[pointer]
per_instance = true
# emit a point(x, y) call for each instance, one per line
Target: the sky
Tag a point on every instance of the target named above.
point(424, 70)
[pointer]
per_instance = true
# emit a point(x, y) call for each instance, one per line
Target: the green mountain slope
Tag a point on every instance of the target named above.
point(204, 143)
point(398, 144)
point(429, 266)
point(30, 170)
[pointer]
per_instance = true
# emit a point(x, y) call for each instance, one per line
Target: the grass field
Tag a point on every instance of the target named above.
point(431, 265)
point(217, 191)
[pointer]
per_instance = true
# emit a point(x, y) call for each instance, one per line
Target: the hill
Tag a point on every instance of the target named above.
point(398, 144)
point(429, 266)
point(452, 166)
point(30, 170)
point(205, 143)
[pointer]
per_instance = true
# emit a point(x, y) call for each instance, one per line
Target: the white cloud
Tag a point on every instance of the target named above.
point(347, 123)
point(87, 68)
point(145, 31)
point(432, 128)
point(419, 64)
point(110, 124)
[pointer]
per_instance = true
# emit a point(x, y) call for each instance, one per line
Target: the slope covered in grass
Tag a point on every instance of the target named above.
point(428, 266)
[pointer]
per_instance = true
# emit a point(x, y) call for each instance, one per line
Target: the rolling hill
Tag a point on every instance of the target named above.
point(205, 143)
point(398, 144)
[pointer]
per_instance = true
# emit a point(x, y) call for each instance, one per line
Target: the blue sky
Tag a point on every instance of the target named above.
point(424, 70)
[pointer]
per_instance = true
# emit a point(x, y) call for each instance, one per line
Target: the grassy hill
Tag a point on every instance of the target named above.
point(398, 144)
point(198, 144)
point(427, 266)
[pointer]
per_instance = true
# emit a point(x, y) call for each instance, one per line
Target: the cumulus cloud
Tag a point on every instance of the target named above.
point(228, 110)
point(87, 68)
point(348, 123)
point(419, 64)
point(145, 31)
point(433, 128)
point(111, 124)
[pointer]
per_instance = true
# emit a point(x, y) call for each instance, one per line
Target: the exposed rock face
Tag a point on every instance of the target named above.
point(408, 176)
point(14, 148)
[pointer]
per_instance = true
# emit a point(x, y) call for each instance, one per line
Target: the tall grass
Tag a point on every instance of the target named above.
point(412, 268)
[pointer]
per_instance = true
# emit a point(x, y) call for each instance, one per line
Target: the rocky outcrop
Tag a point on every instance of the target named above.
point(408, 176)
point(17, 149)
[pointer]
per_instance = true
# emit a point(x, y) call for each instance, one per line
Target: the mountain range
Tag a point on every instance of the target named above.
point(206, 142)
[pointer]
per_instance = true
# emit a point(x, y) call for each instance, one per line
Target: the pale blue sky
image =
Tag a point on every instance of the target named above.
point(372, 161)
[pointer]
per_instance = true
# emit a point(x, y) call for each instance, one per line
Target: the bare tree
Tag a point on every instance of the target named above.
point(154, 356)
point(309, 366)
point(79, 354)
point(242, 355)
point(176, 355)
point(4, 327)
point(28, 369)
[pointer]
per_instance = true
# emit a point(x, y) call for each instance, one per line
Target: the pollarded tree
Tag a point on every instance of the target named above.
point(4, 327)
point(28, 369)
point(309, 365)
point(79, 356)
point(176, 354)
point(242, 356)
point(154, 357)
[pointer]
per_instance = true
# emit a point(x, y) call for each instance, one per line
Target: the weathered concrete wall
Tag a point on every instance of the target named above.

### YOUR GOAL
An exact copy of all the entries is the required answer.

### SOLUTION
[pointer]
per_instance = true
# emit a point(x, y) call for each instance, one per line
Target: the sky
Tag a point on every instance of the target named above.
point(424, 70)
[pointer]
per_instance = true
# emit a point(x, y) call for each instance, one per line
Target: the green mountain slope
Tag a point on every instance of the target named above.
point(204, 143)
point(398, 144)
point(429, 266)
point(30, 170)
[pointer]
per_instance = true
# emit a point(x, y) call for each instance, one per line
Target: the grass field
Tag a point on every instance of the target named above.
point(431, 265)
point(217, 191)
[pointer]
per_instance = true
# emit a point(x, y) call for each instance, one per line
Target: the hill
Tag a point on every instance of the target named above.
point(398, 144)
point(429, 266)
point(452, 166)
point(30, 170)
point(205, 143)
[pointer]
per_instance = true
# emit a point(x, y) call for each instance, one per line
Target: the white cloud
Tag a point on every instance of the target named above.
point(347, 123)
point(87, 68)
point(145, 31)
point(432, 128)
point(419, 64)
point(110, 124)
[pointer]
per_instance = true
# emit a point(x, y) call for each instance, one per line
Target: the slope covered in grass
Tag a point on every instance of the target named above.
point(428, 266)
[pointer]
per_instance = true
# emit a point(x, y) call for each instance, one per line
Target: the rolling hill
Tag a point on every instance of the target named above.
point(205, 143)
point(398, 144)
[pointer]
per_instance = true
# emit a point(x, y) call for each instance, one per line
Target: the blue sky
Tag a point on every instance of the target named above.
point(424, 70)
[pointer]
per_instance = true
# emit a point(x, y) call for each instance, one per line
Target: the grassy hill
Tag a point on every instance of the target named above.
point(398, 144)
point(198, 144)
point(427, 266)
[pointer]
per_instance = true
# emit a point(x, y) call for each instance, one per line
Target: the cumulus cloud
Tag a point on every instance of the target named above.
point(228, 110)
point(87, 68)
point(348, 123)
point(419, 64)
point(145, 31)
point(433, 128)
point(111, 124)
[pointer]
per_instance = true
# emit a point(x, y) call for each instance, one per line
Target: the exposed rock face
Tag a point on every instance of the target named above.
point(408, 176)
point(14, 148)
[pointer]
per_instance = true
# emit a point(x, y) call for each instance, one per line
Target: the tall grass
Tag a point on every instance of the target named above.
point(412, 268)
[pointer]
per_instance = true
# emit a point(x, y) call for each instance, one per line
Target: the rocky outcrop
Tag a point on every instance of the target named above.
point(408, 176)
point(17, 149)
[pointer]
per_instance = true
# emit a point(x, y) call for each instance, one per line
Target: the mountain range
Tag a point on every instance of the target named above.
point(206, 142)
[pointer]
per_instance = true
# emit a point(x, y) call for each instance, one per line
Target: the pale blue sky
image =
Tag a point on every instance of the target named above.
point(372, 161)
[pointer]
per_instance = true
# emit a point(x, y) call for each instance, one per line
Target: the bare tree
Tag a point on every instance of the target named above.
point(154, 356)
point(309, 366)
point(79, 354)
point(242, 355)
point(176, 355)
point(4, 327)
point(28, 369)
[pointer]
per_instance = true
# emit a point(x, y) call for each instance, one per line
Target: the pollarded tree
Tag a point on every instance of the target named above.
point(4, 327)
point(28, 369)
point(309, 365)
point(79, 356)
point(176, 354)
point(242, 356)
point(154, 357)
[pointer]
per_instance = true
# emit a point(x, y) call for each instance, one per line
Target: the weathered concrete wall
Tag a point on every instance of the target named above.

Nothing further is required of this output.